#### Data extract ####

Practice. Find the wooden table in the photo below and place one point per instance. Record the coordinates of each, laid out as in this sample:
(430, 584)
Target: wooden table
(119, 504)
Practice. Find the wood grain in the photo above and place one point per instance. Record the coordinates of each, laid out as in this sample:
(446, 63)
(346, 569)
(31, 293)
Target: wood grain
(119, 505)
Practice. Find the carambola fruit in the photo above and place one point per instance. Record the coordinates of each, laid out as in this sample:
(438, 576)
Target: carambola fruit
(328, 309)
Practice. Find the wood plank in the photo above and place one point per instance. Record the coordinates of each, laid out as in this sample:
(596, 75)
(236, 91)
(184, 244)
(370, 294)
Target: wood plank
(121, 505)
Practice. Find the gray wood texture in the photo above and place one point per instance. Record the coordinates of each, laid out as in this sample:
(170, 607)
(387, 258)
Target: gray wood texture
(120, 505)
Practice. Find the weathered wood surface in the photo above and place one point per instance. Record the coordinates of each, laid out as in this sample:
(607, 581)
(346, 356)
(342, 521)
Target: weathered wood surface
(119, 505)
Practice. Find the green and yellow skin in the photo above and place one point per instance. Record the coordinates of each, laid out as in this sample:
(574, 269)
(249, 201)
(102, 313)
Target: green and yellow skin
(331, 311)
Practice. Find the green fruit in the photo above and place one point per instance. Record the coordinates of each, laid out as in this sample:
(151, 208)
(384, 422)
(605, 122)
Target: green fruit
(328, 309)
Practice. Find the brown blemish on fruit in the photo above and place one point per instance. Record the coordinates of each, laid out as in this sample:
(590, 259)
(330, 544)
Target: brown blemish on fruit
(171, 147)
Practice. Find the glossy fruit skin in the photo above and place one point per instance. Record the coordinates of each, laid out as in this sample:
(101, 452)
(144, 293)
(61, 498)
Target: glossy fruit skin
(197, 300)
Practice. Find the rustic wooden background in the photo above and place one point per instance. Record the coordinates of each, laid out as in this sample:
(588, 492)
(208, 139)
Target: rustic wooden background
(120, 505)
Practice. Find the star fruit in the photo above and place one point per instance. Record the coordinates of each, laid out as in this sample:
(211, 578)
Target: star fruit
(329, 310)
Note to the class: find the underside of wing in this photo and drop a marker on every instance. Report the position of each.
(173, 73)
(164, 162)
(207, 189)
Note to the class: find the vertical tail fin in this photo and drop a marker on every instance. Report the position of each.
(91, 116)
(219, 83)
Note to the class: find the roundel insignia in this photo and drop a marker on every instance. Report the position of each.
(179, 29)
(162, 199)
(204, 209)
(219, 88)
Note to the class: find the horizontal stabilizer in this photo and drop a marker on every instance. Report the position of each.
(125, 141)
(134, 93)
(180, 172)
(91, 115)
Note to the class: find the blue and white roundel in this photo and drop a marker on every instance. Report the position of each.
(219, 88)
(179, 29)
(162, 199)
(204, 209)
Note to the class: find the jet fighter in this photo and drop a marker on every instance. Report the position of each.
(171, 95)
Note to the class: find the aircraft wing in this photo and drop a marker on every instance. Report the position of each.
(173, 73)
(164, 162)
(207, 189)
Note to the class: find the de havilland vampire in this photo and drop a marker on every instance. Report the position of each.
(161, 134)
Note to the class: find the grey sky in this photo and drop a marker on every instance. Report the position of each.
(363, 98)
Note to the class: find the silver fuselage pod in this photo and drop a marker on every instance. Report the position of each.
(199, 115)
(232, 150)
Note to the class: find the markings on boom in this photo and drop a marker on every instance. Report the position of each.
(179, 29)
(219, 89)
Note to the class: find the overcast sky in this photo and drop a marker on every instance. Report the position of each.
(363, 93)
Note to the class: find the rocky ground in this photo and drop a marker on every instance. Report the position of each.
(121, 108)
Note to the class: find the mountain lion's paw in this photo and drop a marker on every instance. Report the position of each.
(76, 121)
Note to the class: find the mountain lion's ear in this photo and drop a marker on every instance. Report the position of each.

####

Render each of the entries above as a Markdown table with the columns Row and Line, numbering the rows and omitting blank lines.

| Row | Line |
|---|---|
| 1 | Practice. Find the wooden table in the photo below and place one point per instance. Record the coordinates of each, laid out as in this sample: |
| 2 | (430, 584) |
| 3 | Target: wooden table |
| 4 | (119, 504) |
| 5 | Practice. Find the wood grain in the photo above and place one point per instance. Record the coordinates of each, laid out as in this sample: |
| 6 | (446, 63) |
| 7 | (346, 569) |
| 8 | (31, 293) |
| 9 | Target: wood grain |
| 10 | (119, 505) |
| 11 | Practice. Find the carambola fruit in the photo above and place one point per instance. Record the coordinates of each, laid out as in this sample: |
| 12 | (438, 576) |
| 13 | Target: carambola fruit |
| 14 | (328, 309) |
| 15 | Practice. Find the wood plank in the photo above and place one point per instance. Record the coordinates of each, laid out as in this sample: |
| 16 | (596, 75) |
| 17 | (236, 91) |
| 18 | (184, 244) |
| 19 | (370, 294) |
| 20 | Target: wood plank |
| 21 | (121, 505) |
| 22 | Practice. Find the gray wood texture in the photo above and place one point per instance. Record the coordinates of each, laid out as in this sample: |
| 23 | (170, 607) |
| 24 | (387, 258) |
| 25 | Target: gray wood texture |
| 26 | (120, 505) |
| 27 | Practice. Find the weathered wood surface in the photo above and place one point per instance. Record the coordinates of each, laid out as in this sample: |
| 28 | (607, 581) |
| 29 | (346, 356) |
| 30 | (342, 521) |
| 31 | Target: weathered wood surface |
| 32 | (119, 505) |
| 33 | Practice. Find the green and yellow skin in the photo above and place one point per instance. Record the coordinates of each, laid out as in this sample: |
| 34 | (574, 269) |
| 35 | (249, 201) |
| 36 | (102, 313) |
| 37 | Target: green and yellow skin |
| 38 | (331, 311) |
| 39 | Practice. Find the green fruit in the photo above and place one point per instance. Record the coordinates of each, laid out as in this sample: |
| 40 | (151, 208) |
| 41 | (384, 422) |
| 42 | (605, 122) |
| 43 | Target: green fruit |
| 44 | (328, 309) |
| 45 | Practice. Find the brown blemish on fruit in the photo above and place one point per instance. Record the coordinates of each, laid out as in this sample: |
| 46 | (590, 259) |
| 47 | (330, 544) |
| 48 | Target: brown blemish on fruit |
| 49 | (171, 147) |
| 50 | Practice. Find the glossy fruit skin in the photo above and place one point per instance. Record the coordinates of each, laid out as in this sample: |
| 51 | (101, 452) |
| 52 | (144, 293) |
| 53 | (61, 498) |
| 54 | Target: glossy fruit skin |
| 55 | (197, 300) |
| 56 | Practice. Find the rustic wooden background in the photo above and place one point per instance. Record the coordinates of each, laid out as in this sample: |
| 57 | (588, 492) |
| 58 | (208, 139) |
| 59 | Target: rustic wooden background |
| 60 | (120, 505) |
| 61 | Practice. Find the star fruit in the photo above and place one point per instance. Record the coordinates of each, laid out as in this sample: |
| 62 | (211, 578) |
| 63 | Target: star fruit |
| 64 | (329, 310) |
| 65 | Note to the class: find the underside of wing in this photo and drop a marker on every instance. Report the position of each. |
| 66 | (173, 73) |
| 67 | (164, 162) |
| 68 | (207, 189) |
| 69 | Note to the class: find the vertical tail fin in this photo and drop a marker on every instance. Report the position of each. |
| 70 | (91, 116) |
| 71 | (219, 83) |
| 72 | Note to the class: find the roundel insignia in this photo and drop a marker on every instance. Report the position of each. |
| 73 | (179, 29) |
| 74 | (162, 199) |
| 75 | (204, 209) |
| 76 | (219, 88) |
| 77 | Note to the class: find the horizontal stabilizer in this photo and drop a marker on every instance. Report the position of each. |
| 78 | (125, 141) |
| 79 | (134, 93) |
| 80 | (180, 172) |
| 81 | (91, 115) |
| 82 | Note to the class: find the blue and white roundel in this photo and drop a marker on every instance. Report the position of each. |
| 83 | (219, 88) |
| 84 | (179, 29) |
| 85 | (162, 199) |
| 86 | (204, 209) |
| 87 | Note to the class: find the jet fighter in this photo and drop a marker on every instance. Report the position of each. |
| 88 | (171, 95) |
| 89 | Note to the class: find the aircraft wing in this photo and drop a marker on every instance. Report the position of each. |
| 90 | (173, 73) |
| 91 | (164, 162) |
| 92 | (207, 189) |
| 93 | Note to the class: find the de havilland vampire in this photo and drop a marker on every instance. Report the position of each. |
| 94 | (161, 134) |
| 95 | Note to the class: find the grey sky in this photo and drop a marker on every instance. Report the position of each. |
| 96 | (363, 98) |
| 97 | Note to the class: find the silver fuselage pod in this photo and drop a marker on every instance. Report the position of each. |
| 98 | (199, 115) |
| 99 | (232, 150) |
| 100 | Note to the class: find the markings on boom in this photo and drop a marker on every instance. Report the position of each. |
| 101 | (179, 29) |
| 102 | (219, 89) |
| 103 | Note to the class: find the overcast sky in this photo and drop a marker on every instance. Report the position of each. |
| 104 | (363, 93) |
| 105 | Note to the class: find the rocky ground in this photo and drop a marker on every instance. Report the position of each. |
| 106 | (121, 108) |
| 107 | Note to the class: find the mountain lion's paw in this photo and drop a marker on every instance. Report the position of each. |
| 108 | (76, 121) |
| 109 | Note to the class: find the mountain lion's ear in this photo and drop a marker on every instance. Report the position of each. |